### Your objective
Format the data below as a two-column CSV with the header row instruction,answer, putting each instruction and its answer on one row, with every field in double quotes and line breaks turned into spaces. Omit the pictures.

[Source records]
══════════
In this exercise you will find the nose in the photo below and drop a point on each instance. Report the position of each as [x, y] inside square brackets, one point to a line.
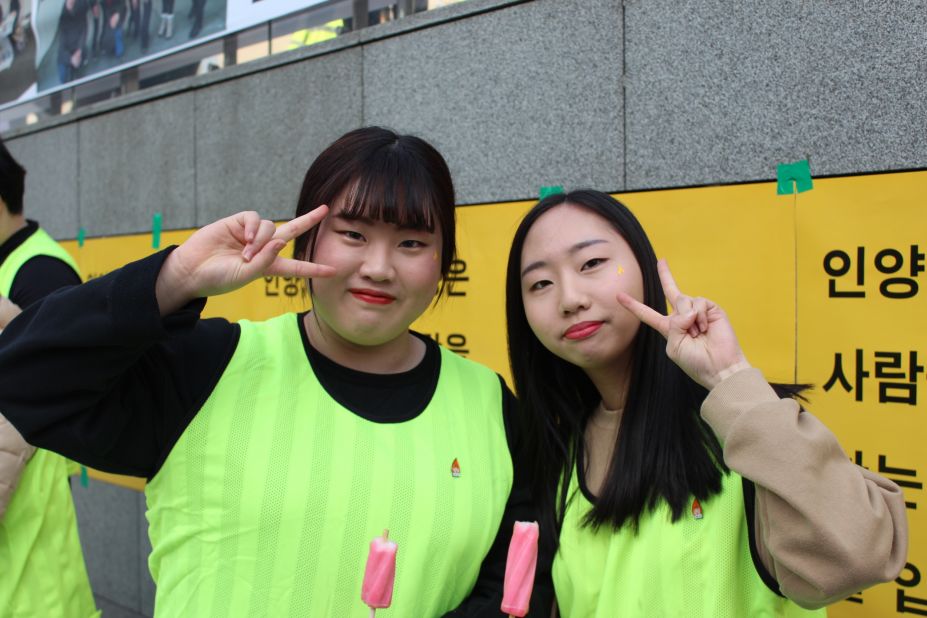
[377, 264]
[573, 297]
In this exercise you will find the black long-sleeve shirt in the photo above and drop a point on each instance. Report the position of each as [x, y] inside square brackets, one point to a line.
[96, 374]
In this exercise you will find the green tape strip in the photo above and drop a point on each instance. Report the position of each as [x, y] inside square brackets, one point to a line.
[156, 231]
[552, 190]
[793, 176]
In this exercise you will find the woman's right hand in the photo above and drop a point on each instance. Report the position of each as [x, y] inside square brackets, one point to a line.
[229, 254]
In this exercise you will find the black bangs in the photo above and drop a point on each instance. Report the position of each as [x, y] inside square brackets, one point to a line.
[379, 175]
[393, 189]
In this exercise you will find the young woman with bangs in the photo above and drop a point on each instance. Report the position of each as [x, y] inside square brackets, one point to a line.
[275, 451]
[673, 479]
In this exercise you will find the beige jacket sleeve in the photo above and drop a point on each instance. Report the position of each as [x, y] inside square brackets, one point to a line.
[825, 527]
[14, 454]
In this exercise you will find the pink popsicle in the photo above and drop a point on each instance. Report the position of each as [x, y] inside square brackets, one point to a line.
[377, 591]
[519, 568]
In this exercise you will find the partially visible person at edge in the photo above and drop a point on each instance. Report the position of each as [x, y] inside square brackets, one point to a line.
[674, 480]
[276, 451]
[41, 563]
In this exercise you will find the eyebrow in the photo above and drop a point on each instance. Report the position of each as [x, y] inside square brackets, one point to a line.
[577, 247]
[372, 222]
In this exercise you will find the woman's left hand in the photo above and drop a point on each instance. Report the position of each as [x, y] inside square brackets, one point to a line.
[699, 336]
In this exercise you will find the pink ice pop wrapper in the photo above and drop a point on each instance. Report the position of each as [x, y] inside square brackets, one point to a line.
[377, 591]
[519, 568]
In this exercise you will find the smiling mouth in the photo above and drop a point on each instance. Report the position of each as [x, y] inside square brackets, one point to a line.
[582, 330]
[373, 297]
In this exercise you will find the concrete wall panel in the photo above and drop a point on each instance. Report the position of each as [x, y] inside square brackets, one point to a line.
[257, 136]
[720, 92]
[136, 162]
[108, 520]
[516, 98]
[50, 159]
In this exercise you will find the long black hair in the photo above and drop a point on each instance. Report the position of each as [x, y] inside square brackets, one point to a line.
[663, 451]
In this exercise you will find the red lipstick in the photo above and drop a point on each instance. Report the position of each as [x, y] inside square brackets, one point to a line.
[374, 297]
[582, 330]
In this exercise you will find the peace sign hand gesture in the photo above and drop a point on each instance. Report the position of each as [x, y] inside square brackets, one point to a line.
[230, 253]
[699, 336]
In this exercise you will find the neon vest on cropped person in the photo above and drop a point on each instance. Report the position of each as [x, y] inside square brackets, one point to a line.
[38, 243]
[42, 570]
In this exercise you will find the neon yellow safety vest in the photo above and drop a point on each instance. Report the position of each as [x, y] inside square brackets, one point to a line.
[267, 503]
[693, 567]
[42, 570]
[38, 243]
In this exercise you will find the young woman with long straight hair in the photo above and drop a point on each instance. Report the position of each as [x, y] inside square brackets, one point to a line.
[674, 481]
══════════
### Task output
instruction,answer
"In this exercise you will find the nose in the photo below and drop a point on each instance. Report the position of each as [x, y] inside square brackets, one point to a line.","[377, 264] [573, 297]"
"In this exercise you will find the black long-sleeve shirt in the photo above and drop a point on each instance. Report the position of each as [x, y] inside square brackets, one point to a line.","[96, 374]"
"In this exercise you will find the green tape strip in the photo above and drop a point on each instance. Report the position of each as [x, y] inside square brackets, one point to a line.","[156, 231] [552, 190] [793, 176]"
"In this exercise you will find the woman's right hand in the photo above and drop a point on each instance. Report the position of each as [x, y] inside square brackets, one point to a line.","[229, 254]"
"In this exercise you will find the black bangs in the photo above and drop a point on each instance. Report the position of each as [x, y] inside square brackets, one point to a line.","[379, 175] [393, 189]"
"In this exercise you will find the young woman with bangs in the photo above and drop a point on each instance. Report the position of each as [x, y] inside square brackets, one point to a line.","[275, 451] [673, 479]"
"In this exercise you will find the beige jacket sleeve in the photo above and drop a point on each instance. Report the position of each as [x, y] inside square brackets, one point to a line.","[825, 527] [14, 454]"
"In this exercise you will find the pink popsicle in the photo above and drop a point on each instance. Report the position of each as [x, y] inside square brackets, one point to a line.","[377, 591] [519, 568]"
"In this exercise you will find the partially visible person at edge in the photo above and drop a point on each instance. Report the position of each as [x, y] inside square brackets, one point to a line.","[674, 480] [276, 451] [41, 563]"
"In this exercise you will find the eyebrow in the photo above and drop a point on each instance. Report the position of each as [x, y] inside square brackets, one point to a line.","[577, 247] [372, 222]"
"In this exercise you will find the woman's left hand in the photo above and drop a point on each instance. Report the position of each as [x, y] inside square brackets, one point to a line.","[699, 336]"
"In this exercise you will find the pink ice pop wrapper in the photo above and drop a point on each instance. Report the position of each as [x, y] inside square brackets, one point to a line.","[377, 591] [519, 568]"
"In this exercise you will find the smiling mouth in the photo above and drop a point on each instance. Report the position of each as [x, y] inside square brackets, one point to a line.","[582, 330] [373, 297]"
"In this exercise you will find the concrete wall panel in the photo above and drop a point on each instance. Report the position of each as [x, y] inside square brackets, one point to a line.","[257, 136] [720, 92] [136, 162] [108, 520] [516, 98] [50, 159]"
"In this exercise you will find the long black hair in the photo above and drop a point on each instance. Report the position of each as [x, y] inside square brackets, one point to a line.","[663, 451]"
"In this exercise you will find the red lipstick in the photo above and drop a point on each instance. Report the position of each as [x, y] inside square brackets, one point to a line.","[374, 297] [582, 330]"
"In this exercise you will find the peace sign hand gesture in the photo above and drop a point on each instance. Report the position of each as [x, y] inside square brackets, one point to a line.","[230, 253] [699, 336]"
"In this exercise you will find the neon vest on cropped person in the photo above and drop a point on each instance. Report the position of each as [x, y] inside square brackets, one point to a line.","[38, 243] [42, 570]"
"In this exercise you will find the neon yellow safety vest in the photo above and drop a point on each instance. Report the position of each as [x, y] inside square brackets, one point to a line.","[267, 503] [693, 567] [42, 570] [38, 243]"
"In this exercise you will find the young woman with long straight hair in the photo above and drop a point on each instance. Report the position of each as [x, y] inside square brackets, one point to a line.","[674, 481]"